**Passage shown**
Thornton: It is remarkable, when you go back and read the Mexican critiques of the role of the U.S. in the world economy during the 1930s, or of the U.S. plans for the World Bank and IMF in the 1940s, just how prescient their concerns were. Today, reformers worry about the “democratic deficit” within institutions like the IMF and the WTO, acknowledging that they have stifled voices from the Global South for too long. But these concerns were anticipated by Mexican planners as far back as the 1930s and 1940s in their struggles for representation and redistribution that I detail in the book.

From the very conception of our systems of global economic governance, then, there have been voices arguing for democratizing institutions and managing finance, investment, and trade more fairly. But they have largely been ignored in scholarship that has paid insufficient attention to the agency of the Global South in international affairs. What I wanted to show in the book was not only that these critiques have long been leveled, but also show how the possible alternative futures they imagined were defeated—if struggles for global economic justice were waged in earlier eras, why, precisely, did they not succeed? Understanding this might help us understand better the forces that are likely to block further reforms today.

One of the patterns that I uncovered in the book, for example, is that Mexican officials were actually surprisingly successful at convincing government officials in the U.S., and to a lesser extent Europe, of the logic and utility of some of their ideas. We see representatives from the State and Treasury Departments, for example, agreeing to reforms proposed within the Pan-American Union in 1923; agreeing to take up projects like the Inter-American Bank in 1940; deciding to incorporate some Mexican ideas into Bretton Woods in 1944; ceding to demands made by the industrializing countries during the negotiations over the International Trade Organization, and even deciding to let Echeverría get his way, to a certain extent, with the Charter of Economic Rights and Duties of States. But over and over, where the reforms pushed by Mexico and its allies restricted the prerogatives of capitalist interests too much, those interests step into the process—mobilizing their allies in Congress to block ratification of agreements or pushing their representatives at the UN to vote against reform proposals.

I think this is a key lesson from the book: the Mexican proposals that I outline were not seeking to overthrow or abolish international capitalism; rather, they were meant to save capitalism from itself, to make it work not just for those at the top, but for rich and poor, weak and strong, debtor and creditor alike. And yet, the Inter-American Bank, the ITO, and the Charter of Economic Rights and Duties of States were defeated by the organized power of capitalist interests who valued their own shorter-term gains over the longer-term systemic logic advanced by Mexicans and their allies. Of course, critics might argue that this is inherent to the global capitalist system in which we operate. But the undying dream—that by building the right institutions, implementing the right kinds of reforms, and drawing up the right agreements, we might finally address poverty and inequality on a global scale—is one that animates calls for reform even today. Facing the history of how such a dream has been deferred in the past might help in the fight for a different future.

Henry Bacha holds a B.A. in Anthropology and Latin American and Caribbean Studies from the University of Chicago and has served as a Fulbright fellow in Brazil.

**Work instructions**
A. According to the interview excerpt, in what year did representatives from the State and Treasury Departments agree to take up projects like the Inter-American Bank?
B. Summarize the interview excerpt in two sentences.
C. Write out the part of the interview excerpt that begins at the words "Henry Bacha holds" and stops after the words "fellow in Brazil.".
The entries after this point come from a separate source and have no connection to the interview excerpt.

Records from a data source
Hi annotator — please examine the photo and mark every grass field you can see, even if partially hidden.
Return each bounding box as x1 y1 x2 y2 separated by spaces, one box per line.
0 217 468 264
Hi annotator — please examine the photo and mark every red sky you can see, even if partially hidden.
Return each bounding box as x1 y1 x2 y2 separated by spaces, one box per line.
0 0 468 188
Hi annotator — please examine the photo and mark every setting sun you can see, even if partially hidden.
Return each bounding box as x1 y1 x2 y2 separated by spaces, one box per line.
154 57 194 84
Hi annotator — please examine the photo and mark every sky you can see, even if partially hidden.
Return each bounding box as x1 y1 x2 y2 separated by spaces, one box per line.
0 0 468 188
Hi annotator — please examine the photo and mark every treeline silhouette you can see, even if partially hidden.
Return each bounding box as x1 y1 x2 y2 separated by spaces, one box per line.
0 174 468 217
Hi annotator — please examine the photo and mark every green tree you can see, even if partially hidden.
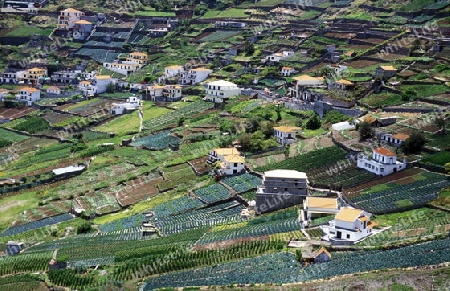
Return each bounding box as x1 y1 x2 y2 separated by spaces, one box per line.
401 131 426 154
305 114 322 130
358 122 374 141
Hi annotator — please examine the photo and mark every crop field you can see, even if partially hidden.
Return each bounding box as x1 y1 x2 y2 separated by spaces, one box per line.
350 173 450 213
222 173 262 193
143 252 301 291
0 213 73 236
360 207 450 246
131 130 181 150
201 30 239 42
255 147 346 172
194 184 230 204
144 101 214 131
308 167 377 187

--

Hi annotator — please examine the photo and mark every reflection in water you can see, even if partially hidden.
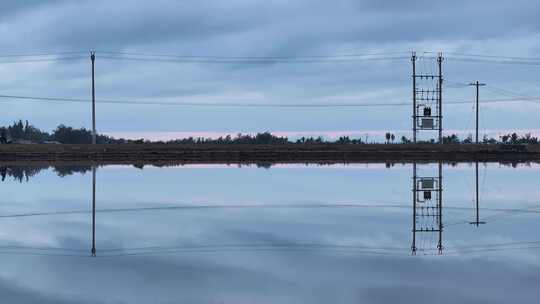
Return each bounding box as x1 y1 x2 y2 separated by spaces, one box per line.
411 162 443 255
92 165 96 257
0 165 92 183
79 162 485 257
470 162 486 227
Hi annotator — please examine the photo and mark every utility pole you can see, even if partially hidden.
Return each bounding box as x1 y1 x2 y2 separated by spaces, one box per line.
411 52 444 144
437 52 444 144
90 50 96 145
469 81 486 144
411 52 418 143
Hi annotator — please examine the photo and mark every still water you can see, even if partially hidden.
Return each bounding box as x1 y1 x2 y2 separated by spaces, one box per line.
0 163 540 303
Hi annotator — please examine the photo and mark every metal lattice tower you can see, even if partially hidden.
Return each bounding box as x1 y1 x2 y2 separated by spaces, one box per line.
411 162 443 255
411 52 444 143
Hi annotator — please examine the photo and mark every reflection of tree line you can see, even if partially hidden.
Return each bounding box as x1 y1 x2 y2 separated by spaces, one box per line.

**Per-task outputs**
A. 1940

B. Mexican planners in the 1930s and 1940s anticipated today's concerns about the "democratic deficit" in global economic institutions, though scholarship has largely ignored these Global South voices. Mexican officials often persuaded U.S. officials of their proposals, which aimed to make capitalism work for rich and poor alike, but capitalist interests repeatedly defeated reforms such as the Inter-American Bank, the ITO, and the Charter of Economic Rights and Duties of States.

C.
Henry Bacha holds a B.A. in Anthropology and Latin American and Caribbean Studies from the University of Chicago and has served as a Fulbright fellow in Brazil.